* TASK TO CARRY OUT *
In the output, include exactly the lines from the beginning of the records up to and including the one that contains "151L560 155L551 106L442", and leave out the pictures.

RECORDS FOR THE TASK Block Start

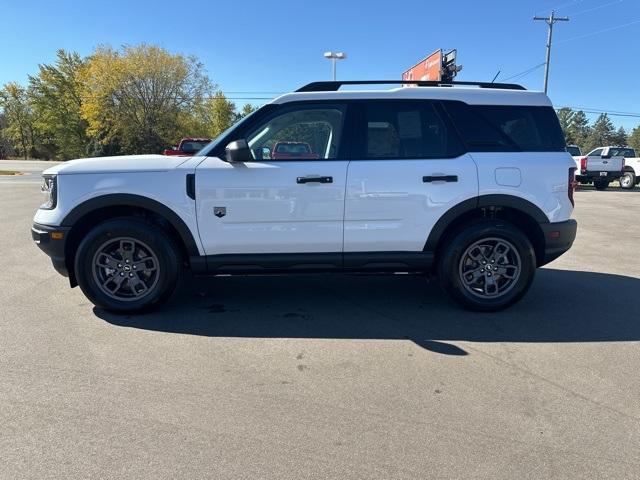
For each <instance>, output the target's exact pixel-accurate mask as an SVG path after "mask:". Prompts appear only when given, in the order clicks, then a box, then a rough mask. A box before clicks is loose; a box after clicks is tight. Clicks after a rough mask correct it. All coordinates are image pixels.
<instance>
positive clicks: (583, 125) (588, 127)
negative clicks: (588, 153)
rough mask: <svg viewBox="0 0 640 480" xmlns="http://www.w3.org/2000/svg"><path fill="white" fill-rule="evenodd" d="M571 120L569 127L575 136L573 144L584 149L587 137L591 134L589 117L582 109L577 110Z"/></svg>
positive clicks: (585, 147)
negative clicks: (571, 121)
mask: <svg viewBox="0 0 640 480" xmlns="http://www.w3.org/2000/svg"><path fill="white" fill-rule="evenodd" d="M571 120H572V124H571V129H572V132H573V135H574V137H575V138H574V139H575V145H578V146H580V147H581V148H582V149H583V150H584V149H586V145H587V142H588V138H589V136H590V135H591V127H590V126H589V119H588V118H587V115H586V114H585V113H584V112H583V111H582V110H578V111H577V112H576V113H575V115H574V116H573V118H572V119H571Z"/></svg>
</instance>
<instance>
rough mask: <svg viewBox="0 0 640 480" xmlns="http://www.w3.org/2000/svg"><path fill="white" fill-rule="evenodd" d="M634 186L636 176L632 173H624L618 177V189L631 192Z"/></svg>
mask: <svg viewBox="0 0 640 480" xmlns="http://www.w3.org/2000/svg"><path fill="white" fill-rule="evenodd" d="M635 185H636V176H635V174H634V173H633V172H628V171H627V172H624V173H623V174H622V176H621V177H620V187H621V188H624V189H625V190H631V189H632V188H633V187H634V186H635Z"/></svg>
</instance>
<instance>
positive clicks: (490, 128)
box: [443, 102, 566, 152]
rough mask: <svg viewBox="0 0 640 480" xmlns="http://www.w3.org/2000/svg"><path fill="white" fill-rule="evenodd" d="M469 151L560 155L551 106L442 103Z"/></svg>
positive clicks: (557, 136)
mask: <svg viewBox="0 0 640 480" xmlns="http://www.w3.org/2000/svg"><path fill="white" fill-rule="evenodd" d="M443 103H444V104H445V106H446V108H447V110H448V111H449V113H450V115H451V117H452V119H453V121H454V123H455V124H456V127H457V128H458V130H459V131H460V133H461V135H462V137H463V139H464V141H465V143H466V144H467V147H468V148H469V150H470V151H476V152H478V151H479V152H491V151H499V152H504V151H509V152H512V151H524V152H563V151H565V149H566V145H565V141H564V135H563V133H562V129H561V128H560V122H559V121H558V117H557V115H556V113H555V111H554V110H553V108H551V107H530V106H510V105H467V104H465V103H463V102H443Z"/></svg>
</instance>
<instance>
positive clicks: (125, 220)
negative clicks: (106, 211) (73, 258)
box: [75, 218, 180, 313]
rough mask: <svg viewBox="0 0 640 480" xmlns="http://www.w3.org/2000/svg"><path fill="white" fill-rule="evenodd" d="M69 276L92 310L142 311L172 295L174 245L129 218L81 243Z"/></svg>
mask: <svg viewBox="0 0 640 480" xmlns="http://www.w3.org/2000/svg"><path fill="white" fill-rule="evenodd" d="M75 271H76V275H77V278H78V284H79V285H80V288H81V289H82V291H83V292H84V294H85V295H86V296H87V297H88V298H89V300H91V302H93V303H94V304H95V305H96V306H98V307H102V308H104V309H106V310H110V311H113V312H118V313H131V312H139V311H143V310H148V309H150V308H153V307H155V306H157V305H159V304H160V303H162V302H163V301H164V300H166V299H167V298H168V297H169V296H170V295H171V293H172V292H173V290H174V288H175V286H176V283H177V280H178V274H179V272H180V254H179V250H178V248H177V247H176V245H175V243H174V241H173V240H172V239H171V238H170V237H169V236H168V235H167V234H166V233H165V232H164V231H163V230H162V229H160V228H159V227H157V226H155V225H153V224H152V223H149V222H147V221H144V220H140V219H135V218H117V219H113V220H108V221H106V222H104V223H101V224H99V225H98V226H96V227H95V228H94V229H93V230H91V231H90V232H89V234H88V235H87V236H86V237H85V238H84V240H83V241H82V243H81V244H80V246H79V248H78V251H77V254H76V258H75Z"/></svg>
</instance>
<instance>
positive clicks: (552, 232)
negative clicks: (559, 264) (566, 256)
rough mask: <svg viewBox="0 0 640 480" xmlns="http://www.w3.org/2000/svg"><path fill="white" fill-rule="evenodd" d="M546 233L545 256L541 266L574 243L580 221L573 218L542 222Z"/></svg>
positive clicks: (554, 259) (544, 247) (545, 264)
mask: <svg viewBox="0 0 640 480" xmlns="http://www.w3.org/2000/svg"><path fill="white" fill-rule="evenodd" d="M540 228H542V233H543V234H544V240H545V247H544V256H543V258H542V262H540V264H539V266H542V265H546V264H547V263H549V262H552V261H553V260H555V259H556V258H558V257H559V256H560V255H562V254H563V253H565V252H566V251H567V250H569V249H570V248H571V245H573V241H574V240H575V239H576V232H577V230H578V222H576V221H575V220H573V219H570V220H567V221H566V222H557V223H544V224H540Z"/></svg>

RECORDS FOR THE TASK Block End

* EXERCISE OUTPUT *
For each <instance>, output the target's exact pixel-accurate mask as an SVG path after "mask:". Prompts appear only when given, in the order clicks, then a box, then a rough mask. A box before clicks is loose; a box after clicks is tight. Clicks after a rough mask correct it. All coordinates are image pixels.
<instance>
positive clicks: (583, 125) (588, 127)
negative clicks: (588, 153)
rough mask: <svg viewBox="0 0 640 480" xmlns="http://www.w3.org/2000/svg"><path fill="white" fill-rule="evenodd" d="M571 120L569 127L575 136L573 144L584 149L587 137L591 134L589 117L582 109L577 110Z"/></svg>
positive clicks: (585, 147)
negative clicks: (571, 121)
mask: <svg viewBox="0 0 640 480" xmlns="http://www.w3.org/2000/svg"><path fill="white" fill-rule="evenodd" d="M571 120H572V124H571V129H572V132H573V135H574V137H575V138H574V139H575V145H578V146H580V147H581V148H582V149H583V150H584V149H586V145H587V142H588V138H589V136H590V135H591V127H590V126H589V119H588V118H587V115H586V114H585V113H584V112H583V111H582V110H578V111H577V112H576V113H575V115H574V116H573V118H572V119H571Z"/></svg>
</instance>
<instance>
rough mask: <svg viewBox="0 0 640 480" xmlns="http://www.w3.org/2000/svg"><path fill="white" fill-rule="evenodd" d="M634 186L636 176L632 173H624L618 177V189L631 192Z"/></svg>
mask: <svg viewBox="0 0 640 480" xmlns="http://www.w3.org/2000/svg"><path fill="white" fill-rule="evenodd" d="M635 185H636V176H635V174H634V173H633V172H628V171H627V172H624V173H623V174H622V176H621V177H620V187H621V188H624V189H625V190H631V189H632V188H633V187H634V186H635Z"/></svg>
</instance>
<instance>
positive clicks: (490, 128)
box: [443, 102, 566, 152]
rough mask: <svg viewBox="0 0 640 480" xmlns="http://www.w3.org/2000/svg"><path fill="white" fill-rule="evenodd" d="M469 151L560 155L551 106L442 103Z"/></svg>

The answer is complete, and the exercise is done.